Given text:
• Between 1999 and 2012, opioid-related deaths over tripled from 1.4 to 5.1 per 100,000.
• Opioid painkillers are the most common prescription medication related to overdose deaths.
• A drug called naloxone can treat opioid overdoses. Administration of the treatment is easy because it can be sprayed into an unconscious person’s nose, does not require intravenous access, and reduces needle prick risks.
• Many states have reduced restrictions of naloxone use by emergency responders and have developed programs for naloxone distribution to opioid abusers in order to reduce opioid-associated mortality. There are at least 188 programs that currently distribute naloxone throughout the U.S.
• Over 10,000 successful opioid overdose reversals were reported between 1996 and 2010 by naloxone distribution programs. This shows that naloxone can prevent overdose death when administered by bystanders with limited training.
• Amended laws in 30 states now make it easier for medical professionals to prescribe and dispense naloxone, and for bystanders to administer it, by removing or reducing liability if something goes wrong.

Work item: Condense the point in the text on opioid overdoses that begins "Many states have reduced restrictions" into one shorter sentence that keeps its main facts.

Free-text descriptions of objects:
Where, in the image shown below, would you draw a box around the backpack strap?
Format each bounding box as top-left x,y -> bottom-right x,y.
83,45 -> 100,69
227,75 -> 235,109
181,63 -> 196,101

Completed exercise: To cut opioid-related deaths, many states have eased limits on naloxone use by emergency responders and set up programs that distribute it to opioid abusers, with at least 188 such programs now operating across the U.S.